8 days ago by knorker

A little sloppy with the error handling, but pretty neat.

E.g. log_append() doesn't check fopen return value, malloc() return isn't checked, and a write() can return a partial write, thus needs a loop. fcntl().

Also write() should check for EINTR&EAGAIN.

And also there's no handling for nonblocking write.

If the user types too much while the network glitches it seems that this could cause the client to exit().

Probably the correct way is to not read from stdin unless poll() returns that writing to the socket is safe, and vice versa.

connect() errors should print where they failed to connect.

And: $ ./kirc Nick not specified: Success

And in my first test I got: Write to socket: Resource temporarily unavailable

And I see a lot of NULL pointers being printed when I connect to e.g. freenode.

And so on, and so on…

For these things I recommend re-reading the manpage for every libc and syscall you call, and check how they can fail, and consider how you can handle that failure.

307 lines of pure C is a pretty neat minimal actually usable client, so I'm not saying it's not well done. But that thing about "… and do it well" (from the readme) means doing all of the above.

The problem, of course, is that fixing these problems well is "the other 90% of the work", especially when coding in C.

And this is the main reason I avoid C when I can. You can't just call "write()". You have to write a 5-10 line wrapper function, and then all callers need a few lines of error handling. And so it goes for everything, until your program is no longer the nice 300 line neat thing you can almost write from memory.

So it's a good start. But it's pretty fragile in its current form.

8 days ago by mcpcpc

i appreciate the honest feedback! definitely a work in progress and i have learned a lot since i started ~1mo ago on this. will take your suggestions and add them to my ever growing “todo” list. ;)

8 days ago by stingraycharles

> malloc() return isn't checked

small digression, but I thought that at least on Linux, malloc() never returns an error because the actual allocation happens lazily, when the memory is first used?

8 days ago by fulafel

Cases where memory allocations fail on linux include: hitting memory resource limits (ulimit), overcommit behaviour is set to stricter than the default via sysctl, kernel heuristics with the default overcommit settings end up failing allocation, container / cgroups limits, 32-bit virtual address space is exhausted - i'm sure there are more.

The default overcommit-within-reason algorithm is designed to deny allocations that are obviously unrealistic I think.

Using semi conservative ulimit settings is pretty common in interactive use to catch runaway / swapped to death situations.

8 days ago by nyc_pizzadev

Take a look at vm.max_map_count. A lot of systems have that set artificially low and that will force a memory allocator to fail and return NULL. I can confirm this is the case for jemalloc.

Also, on Linux, only 48 of 64 bits are available for VM addressing. That leaves you with about 250TB of address space. Seems like a lot until you start using VM for disk mmaps. I have actually seen this limit hit.

8 days ago by moonchild

> on Linux, only 48 of 64 bits are available for VM

That is on amd64, not linux. And arm does the same thing. (It's also 256tb, not 250tb.)

Newer intel cpus use 5-level paging[1], which gives you 128pb VM.

*EXERCISE GOAL:* In the comment thread about the kirc chat client, what feature of newer Intel CPUs gives 128 PB of virtual memory?

*MATERIAL SHOWN:*
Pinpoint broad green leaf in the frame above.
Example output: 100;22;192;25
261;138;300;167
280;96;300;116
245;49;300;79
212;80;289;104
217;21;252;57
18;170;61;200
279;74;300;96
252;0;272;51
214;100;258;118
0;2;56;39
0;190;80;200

*EXPECTED ANSWER:* 5-level paging